Passage:
=== Begin Enclosure ===

Ayala net income falls 17% to ₱6.7 B in Q1
Ayala Corporation reported a 17 percent drop in net income to ₱6.7 billion in the first quarter of the year as the COVID- 19 health crisis affected the performance of most of its business units.
In a disclosure to the Philippine Stock Exchange, the firm said that, isolating the estimated impact of the health crisis, Ayala’s net income was flat from its year-ago level, which included the ₱1 billion divestment gains from the merger of AC Education with iPeople.
Ayala’s core businesses Ayala Land and Bank of the Philippine Islands recorded weak results on the impact of governmentmandated Enhanced Community Quarantine protocols, which took effect last March 16.
Other core pillars Globe and AC Energy held steady during the period as telco and power generation continued to operate during the quarantine albeit on skeleton staffing.
AC Industrials registered a net loss on the impact of governmentmandated shutdown of its facilities in China and market disruptions in the global supply chain in manufacturing.
“This unprecedented health crisis has resulted in a radical transformation of societies, economies, and businesses, including the Ayala group,” Ayala President and COO Fernando Zobel de Ayala said.

=== End Enclosure ===

Listed records:
=== Begin Enclosure ===

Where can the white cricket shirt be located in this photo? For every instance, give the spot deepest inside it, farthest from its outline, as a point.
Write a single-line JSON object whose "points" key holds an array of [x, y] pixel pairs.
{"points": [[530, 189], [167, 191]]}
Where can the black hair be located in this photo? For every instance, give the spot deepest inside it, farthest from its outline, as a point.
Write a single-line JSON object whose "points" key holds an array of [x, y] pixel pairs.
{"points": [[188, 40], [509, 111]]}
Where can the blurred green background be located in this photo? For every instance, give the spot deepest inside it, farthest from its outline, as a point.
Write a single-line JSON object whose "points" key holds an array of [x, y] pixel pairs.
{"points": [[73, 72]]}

=== End Enclosure ===

Tasks to perform:
1. Repeat the part of the Ayala earnings article that begins at the words "Ayala net income" and stops after "its business units.".
2. Go on with the article on Ayala's first-quarter net income from where it stops.

Answers to the exercises:
1.
Ayala net income falls 17% to ₱6.7 B in Q1
Ayala Corporation reported a 17 percent drop in net income to ₱6.7 billion in the first quarter of the year as the COVID- 19 health crisis affected the performance of most of its business units.

2.
He noted that, “While the outlook for the business environment has fundamentally changed as a result of this crisis, we take comfort in the fact that we have always maintained a strong balance sheet that provides us with flexibility as we navigate the uncertainties.”
Ayala Chairman and CEO Jaime
Augusto Zobel de Ayala noted that, "As we anticipate the reopening of business operations, it is imperative that we strike a balance between productivity and the health of our employees. With this in mind, we have put in place a health protocol to ensure the re-entry of our workforce in a safe and productive way.”
Ayala Land’s total revenues and net income contracted 28 percent to ₱28.4 billion and 41 percent to ₱4.3 billion, respectively in the first quarter of 2020 as the COVID-19 ECQ impacted its business operations.
BPI’s net earnings declined five percent to ₱6.4 billion in the period as a result of the bank’s aggressive stance in provisionining.
Globe’s net income ended 2 percent lower at ₱6.6 billion due to an increase in depreciation from network investments made and non-operating charges.